══ Dataset content ══

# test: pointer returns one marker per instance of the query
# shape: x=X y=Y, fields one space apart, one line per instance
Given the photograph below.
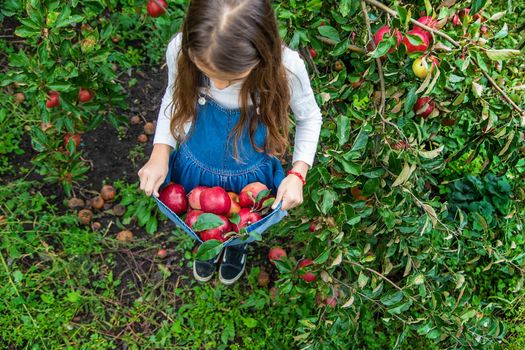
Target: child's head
x=234 y=41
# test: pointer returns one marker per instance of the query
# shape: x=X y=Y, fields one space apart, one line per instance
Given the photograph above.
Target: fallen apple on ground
x=156 y=8
x=307 y=276
x=276 y=253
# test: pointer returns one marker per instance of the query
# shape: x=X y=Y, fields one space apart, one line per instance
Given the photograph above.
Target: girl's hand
x=290 y=191
x=154 y=172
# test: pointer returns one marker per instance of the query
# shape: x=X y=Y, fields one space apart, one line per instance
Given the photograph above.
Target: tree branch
x=351 y=47
x=378 y=61
x=456 y=44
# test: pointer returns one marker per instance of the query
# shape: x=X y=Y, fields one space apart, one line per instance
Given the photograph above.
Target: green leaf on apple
x=414 y=39
x=382 y=48
x=261 y=195
x=256 y=235
x=208 y=250
x=235 y=218
x=207 y=221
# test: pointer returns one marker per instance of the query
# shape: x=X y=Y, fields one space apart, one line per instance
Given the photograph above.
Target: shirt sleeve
x=162 y=131
x=306 y=111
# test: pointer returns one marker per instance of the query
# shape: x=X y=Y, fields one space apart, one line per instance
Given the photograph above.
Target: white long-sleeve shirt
x=302 y=102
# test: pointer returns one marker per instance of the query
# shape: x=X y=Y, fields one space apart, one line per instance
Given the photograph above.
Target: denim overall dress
x=206 y=158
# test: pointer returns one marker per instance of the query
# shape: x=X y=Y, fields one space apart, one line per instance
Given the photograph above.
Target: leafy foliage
x=418 y=222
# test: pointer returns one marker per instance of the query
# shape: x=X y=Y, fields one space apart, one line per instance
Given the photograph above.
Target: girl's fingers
x=156 y=186
x=142 y=179
x=148 y=186
x=279 y=197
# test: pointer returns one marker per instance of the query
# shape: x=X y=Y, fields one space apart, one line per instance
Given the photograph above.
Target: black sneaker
x=232 y=264
x=203 y=269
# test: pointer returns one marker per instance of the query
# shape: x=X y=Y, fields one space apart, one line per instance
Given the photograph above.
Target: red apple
x=235 y=208
x=424 y=106
x=307 y=276
x=53 y=99
x=174 y=196
x=194 y=197
x=455 y=20
x=215 y=200
x=276 y=253
x=218 y=232
x=192 y=217
x=249 y=194
x=84 y=95
x=419 y=48
x=421 y=67
x=378 y=36
x=234 y=197
x=248 y=217
x=154 y=9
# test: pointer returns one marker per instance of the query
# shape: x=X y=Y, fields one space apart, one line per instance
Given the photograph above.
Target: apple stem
x=456 y=44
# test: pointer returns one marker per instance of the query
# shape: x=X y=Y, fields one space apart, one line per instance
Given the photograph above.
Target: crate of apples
x=212 y=213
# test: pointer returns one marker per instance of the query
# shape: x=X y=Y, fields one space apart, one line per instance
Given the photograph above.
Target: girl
x=230 y=83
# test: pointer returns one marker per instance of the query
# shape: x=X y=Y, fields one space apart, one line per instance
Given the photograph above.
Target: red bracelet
x=298 y=174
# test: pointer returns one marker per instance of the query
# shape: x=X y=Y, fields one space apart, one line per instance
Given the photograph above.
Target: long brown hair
x=233 y=36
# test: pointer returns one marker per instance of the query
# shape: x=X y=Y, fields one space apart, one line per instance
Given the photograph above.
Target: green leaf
x=343 y=129
x=381 y=49
x=504 y=54
x=151 y=225
x=476 y=6
x=262 y=194
x=351 y=168
x=344 y=7
x=25 y=32
x=250 y=322
x=481 y=62
x=361 y=140
x=323 y=257
x=73 y=297
x=340 y=48
x=329 y=32
x=392 y=298
x=362 y=280
x=401 y=308
x=207 y=221
x=504 y=31
x=329 y=198
x=428 y=7
x=209 y=249
x=414 y=39
x=235 y=218
x=403 y=14
x=411 y=99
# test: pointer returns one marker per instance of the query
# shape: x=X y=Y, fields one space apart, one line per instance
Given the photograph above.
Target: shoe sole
x=199 y=278
x=232 y=281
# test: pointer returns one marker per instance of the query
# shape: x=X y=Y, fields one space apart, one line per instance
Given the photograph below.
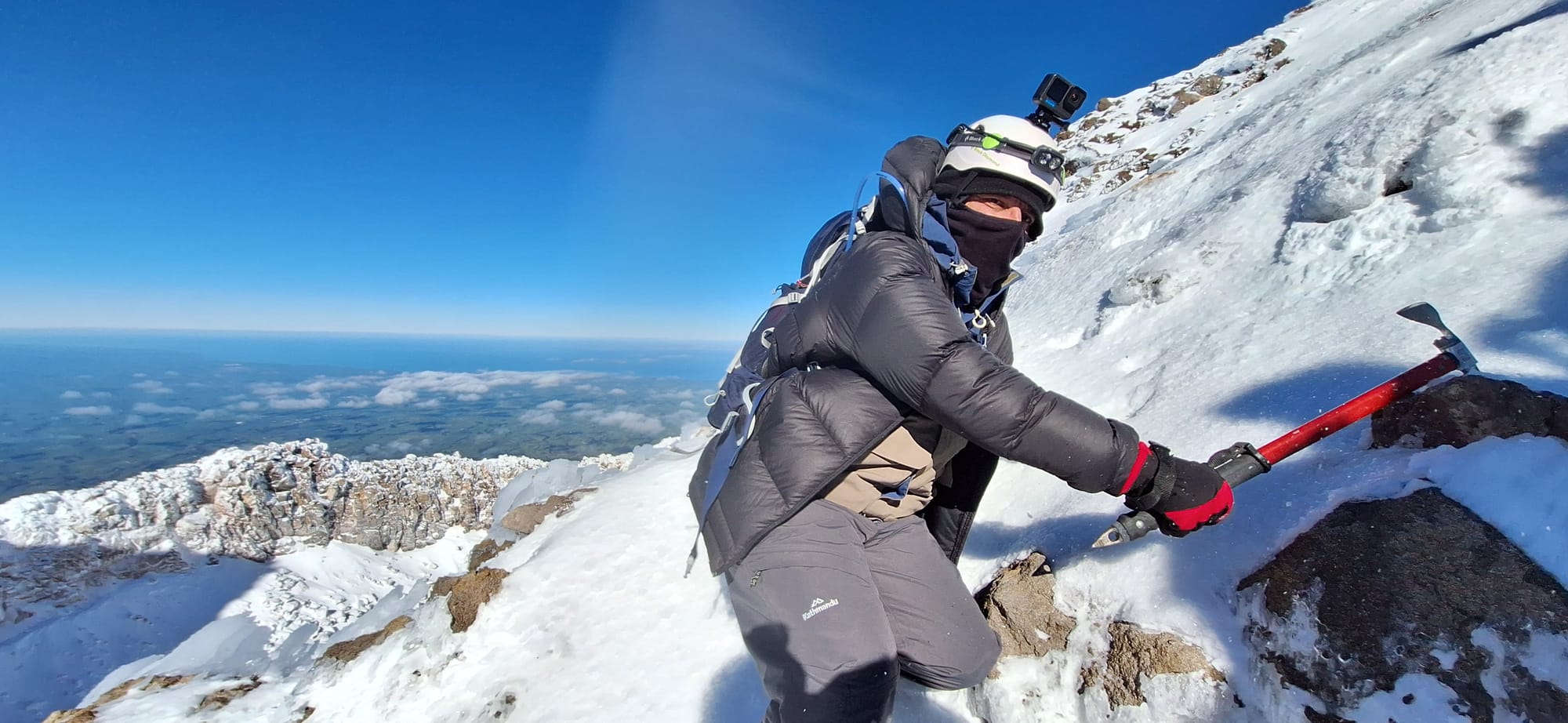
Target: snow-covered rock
x=1229 y=266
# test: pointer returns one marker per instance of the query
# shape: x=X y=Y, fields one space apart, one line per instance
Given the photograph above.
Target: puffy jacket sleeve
x=899 y=327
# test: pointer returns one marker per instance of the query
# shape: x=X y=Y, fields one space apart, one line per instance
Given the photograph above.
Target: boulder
x=1022 y=608
x=485 y=553
x=223 y=699
x=468 y=594
x=526 y=518
x=1207 y=85
x=350 y=650
x=1470 y=409
x=1412 y=586
x=1183 y=101
x=1136 y=655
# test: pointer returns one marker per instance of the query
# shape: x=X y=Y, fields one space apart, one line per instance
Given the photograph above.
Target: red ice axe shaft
x=1243 y=462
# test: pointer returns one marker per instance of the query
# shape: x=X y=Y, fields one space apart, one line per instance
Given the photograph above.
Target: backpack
x=741 y=393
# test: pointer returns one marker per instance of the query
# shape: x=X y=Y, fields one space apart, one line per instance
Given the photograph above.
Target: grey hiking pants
x=835 y=606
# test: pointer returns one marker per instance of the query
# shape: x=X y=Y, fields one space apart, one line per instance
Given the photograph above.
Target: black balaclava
x=989 y=244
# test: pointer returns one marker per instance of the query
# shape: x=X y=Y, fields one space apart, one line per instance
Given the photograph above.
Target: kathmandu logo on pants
x=818 y=606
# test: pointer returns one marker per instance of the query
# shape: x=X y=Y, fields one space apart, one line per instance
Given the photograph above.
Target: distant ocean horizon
x=84 y=407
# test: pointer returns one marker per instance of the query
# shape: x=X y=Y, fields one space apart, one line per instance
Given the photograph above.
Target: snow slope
x=1225 y=292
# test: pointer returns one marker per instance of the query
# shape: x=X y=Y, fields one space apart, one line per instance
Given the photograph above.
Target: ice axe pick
x=1243 y=462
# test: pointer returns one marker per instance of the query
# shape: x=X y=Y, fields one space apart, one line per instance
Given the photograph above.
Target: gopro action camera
x=1058 y=100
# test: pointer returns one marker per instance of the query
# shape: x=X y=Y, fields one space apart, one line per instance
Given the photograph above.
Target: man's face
x=1000 y=206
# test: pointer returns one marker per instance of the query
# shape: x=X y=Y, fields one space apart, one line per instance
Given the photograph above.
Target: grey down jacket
x=880 y=341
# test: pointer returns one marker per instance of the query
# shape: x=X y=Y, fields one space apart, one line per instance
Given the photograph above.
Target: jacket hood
x=915 y=162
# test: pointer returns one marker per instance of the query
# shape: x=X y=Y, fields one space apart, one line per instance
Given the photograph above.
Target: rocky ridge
x=253 y=504
x=1100 y=154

═══

_Task prompt_: Restate every record above word for word, without images.

_Answer for this exercise_:
# test: pointer returns one marker per instance of the query
# shape: x=X y=Y, fields one space apart, one line per instance
Given the photograph below.
Target: child's head
x=234 y=41
# test: pointer returns one marker per instance of the query
# shape: x=X y=Y, fields one space apart, one line per instance
Given the photograph above.
Target: fallen apple on ground
x=156 y=8
x=307 y=276
x=276 y=253
# test: pointer returns one marker per instance of the query
# shape: x=X y=Y, fields one space apart, one line per instance
Given the photograph above.
Target: girl's hand
x=290 y=191
x=154 y=172
# test: pointer returns one marker per instance of the query
# shape: x=X y=Y, fields one space apart, one line per instance
Given the photograph above.
Target: tree branch
x=351 y=47
x=378 y=61
x=456 y=44
# test: pointer returns one marker per instance of the query
# shape: x=X y=Y, fields one space apart, one line per instance
Given the photograph above.
Target: green leaf on apple
x=414 y=39
x=382 y=48
x=261 y=195
x=256 y=235
x=208 y=250
x=235 y=218
x=207 y=221
# test: pointer returns one marker per instance of the query
# shape: x=X y=Y, fields one space apart, one line per instance
Given the photograph above.
Target: shirt sleeve
x=162 y=131
x=306 y=111
# test: pointer returns one marker per instance of the query
# shape: x=X y=Y, fields one space apart, one line per instance
Given the photograph above.
Target: white long-sleeve shirt
x=302 y=102
# test: pointer returns one marker per instance of the query
# shape: x=X y=Y, fields one space apart, one line per instance
Given the photograph above.
Target: denim overall dress
x=206 y=158
# test: pointer returns one marker per instance of the query
# shape: x=X y=Y, fields one space apart, one line per instance
Given the photograph above.
Target: leafy foliage
x=418 y=222
# test: pointer returns one marker per instance of the query
# shape: x=X y=Y, fields one space apart, one line per instance
Given the photograph above.
Target: girl's fingers
x=156 y=186
x=142 y=179
x=148 y=186
x=279 y=197
# test: pointer returns one marker per instance of the query
# shape: x=X y=Y, fields one space apart, one line per instance
Given the photograph above.
Target: black sneaker
x=232 y=264
x=203 y=269
# test: pointer returns one marker per instance of the query
# shape: x=X y=Y, fields one space apart, one line per instance
Given the photograph above.
Target: red apple
x=235 y=208
x=424 y=106
x=307 y=276
x=53 y=99
x=174 y=196
x=194 y=197
x=455 y=20
x=215 y=200
x=276 y=253
x=218 y=232
x=192 y=217
x=249 y=194
x=84 y=95
x=419 y=48
x=421 y=67
x=378 y=36
x=234 y=197
x=248 y=217
x=154 y=9
# test: pointer returns one marker per instance of the query
# shape: x=X y=Y, fields one space apart, one line per instance
Given the photograph above.
Target: apple stem
x=456 y=44
# test: pointer returns one marker per instance of the query
# shape: x=X y=Y, fields one space apart, one line per instance
Given the photograph above.
Target: crate of apples
x=212 y=213
# test: pointer returns one marker per instance of the query
# shape: x=X y=Y, fields one space apart, one line per instance
Given the photograph above.
Target: girl
x=230 y=83
# test: pointer returns one marker per instance of the query
# shape: x=X y=Y, fields one space apart, one line per instance
Given the photograph above.
Target: red bracelet
x=298 y=174
# test: pointer returns one marker per instance of the query
# shape: x=X y=Y, fields one space apart, one line per instance
Given the photograph above.
Target: long brown hair
x=233 y=36
# test: pointer returns one marker per instance of the query
# shape: x=X y=Y, fields one space apart, one line per instance
Given the photograph above.
Target: green leaf
x=343 y=129
x=381 y=49
x=504 y=54
x=151 y=225
x=476 y=6
x=262 y=194
x=351 y=168
x=344 y=7
x=25 y=32
x=250 y=322
x=481 y=62
x=361 y=140
x=323 y=257
x=73 y=297
x=340 y=48
x=329 y=32
x=392 y=298
x=362 y=280
x=401 y=308
x=207 y=221
x=504 y=31
x=329 y=198
x=428 y=7
x=209 y=249
x=414 y=39
x=235 y=218
x=403 y=14
x=411 y=99
# test: pointer returns one marker per instance of the query
# shape: x=X y=Y, fields one space apart, one line per instance
Given the photograph above.
Target: shoe sole
x=199 y=278
x=232 y=281
# test: pointer returns one marker per instance of the query
# shape: x=X y=Y, fields one space apart, one line per instance
Given the photograph below.
Target: snow-covered rock
x=1229 y=266
# test: pointer returns one marker per instance of the query
# shape: x=X y=Y, fields one space apart, one line per instance
Given the photograph above.
Target: puffy jacket sleeve
x=899 y=327
# test: pointer returns one marker per instance of the query
# shape: x=X y=Y, fields one space apart, one line per instance
Given the photograph above.
Target: boulder
x=1022 y=608
x=485 y=553
x=223 y=699
x=468 y=594
x=526 y=518
x=1207 y=85
x=350 y=650
x=1470 y=409
x=1412 y=586
x=1183 y=101
x=1136 y=655
# test: pointer returns one marker per instance of the query
# shape: x=X y=Y, fields one space apart, one line per instance
Given the photograph above.
Target: red ice axe shaft
x=1243 y=462
# test: pointer returns one marker per instance of the query
# shape: x=X y=Y, fields one space apart, one line per instance
Given the photograph above.
Target: backpack
x=741 y=393
# test: pointer returns one marker per instance of the query
# shape: x=X y=Y, fields one space apart, one line per instance
Given the photograph above.
Target: grey hiking pants
x=835 y=606
# test: pointer returns one marker per instance of the query
# shape: x=X y=Y, fields one space apart, one line per instance
Given the photograph above.
Target: black balaclava
x=989 y=244
# test: pointer returns one marker per instance of the query
# shape: x=X y=Y, fields one space apart, one line per instance
Given the photograph above.
Target: kathmandu logo on pants
x=818 y=606
# test: pointer returns one marker per instance of the query
# shape: x=X y=Y, fields one space apart, one line per instance
Given the photograph above.
Target: distant ocean horizon
x=84 y=407
# test: pointer returns one marker per instance of the query
# shape: x=X y=Y, fields one space apart, one line per instance
Given the photograph above.
Target: snow slope
x=1225 y=292
# test: pointer returns one marker per instance of the query
# shape: x=X y=Y, fields one space apart, one line per instance
Given the photograph above.
Target: ice axe pick
x=1243 y=462
# test: pointer returns one marker per instance of the query
# shape: x=X y=Y, fields one space apart, one line per instance
Given the photograph above.
Target: gopro action camera
x=1058 y=100
# test: pointer returns one marker per instance of the query
# shape: x=X y=Y, fields one space apart, one line per instance
Given the photograph above.
Target: man's face
x=1000 y=206
# test: pointer returns one marker per instance of the query
# shape: x=X y=Y, fields one space apart, one line per instance
Given the photograph above.
Target: grey down jacket
x=880 y=341
# test: pointer returns one marker per instance of the query
# shape: x=X y=Y, fields one space apart, one line per instance
Given the photograph above.
Target: jacket hood
x=915 y=162
# test: pointer returns one marker per instance of the query
# shape: x=X y=Y, fields one space apart, one line per instance
Given the photograph above.
Target: rocky ridge
x=253 y=504
x=1100 y=154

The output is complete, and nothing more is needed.